_Text section_:
----------------------------------------

# Flow Bindings - Best Boot Combos...



## larrytbull (Oct 30, 2013)

scotty100 said:


> Thinking of trying Flow bindings this season - probably either the Fuse GT or NX2. Not sure whether to do Fusion or Hybrid models with either. But one question I have for you Flow guys, what boots you wearing with them and what goes best? Is there a difference with each of the strap versions? Obviously Flow's own boot line will fit best but if I wanted another brand, what would work and what wouldn't? I've read some comments saying boot compatibility is something to consider...agree or disagree? Thanks!


really depends on the boot, but i ride hylites from flow, really like them.
if the boot is really wide you might have issues, but for the most part i think it is a universal fit.
perhaps wiredsport can chime in here


----------



## Mystery2many (Aug 14, 2013)

My Salomon Dialogues double boa has a smooth outer shell that seems like it would work well slidding in and out of a flow binding. Except maybe the sole, its a bit grippy.


----------



## powderjunkie (Jun 30, 2015)

I have a pair of flows and use Vans snowboard boots. They work fine. I honestly dont think it matter alot on the boot.


----------



## Opunui (Mar 30, 2015)

I use Nike Ite's and i have both the fusion and hybrid bindings. No problems.


----------

----------------------------------------

_Supplied data_:
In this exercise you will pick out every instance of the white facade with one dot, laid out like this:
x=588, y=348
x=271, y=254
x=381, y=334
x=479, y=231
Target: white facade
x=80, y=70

----------------------------------------

_Things to do_:
1. Output the part of the Flow bindings thread that begins with "## larrytbull (Oct" and ends after "a universal fit.". Copy it word for word.
2. Gather every line of the entries that contains the word "facade". Case counts.

_Full answers_:
1.
## larrytbull (Oct 30, 2013)

scotty100 said:


> Thinking of trying Flow bindings this season - probably either the Fuse GT or NX2. Not sure whether to do Fusion or Hybrid models with either. But one question I have for you Flow guys, what boots you wearing with them and what goes best? Is there a difference with each of the strap versions? Obviously Flow's own boot line will fit best but if I wanted another brand, what would work and what wouldn't? I've read some comments saying boot compatibility is something to consider...agree or disagree? Thanks!


really depends on the boot, but i ride hylites from flow, really like them.
if the boot is really wide you might have issues, but for the most part i think it is a universal fit.

2.
In this exercise you will pick out every instance of the white facade with one dot, laid out like this:
Target: white facade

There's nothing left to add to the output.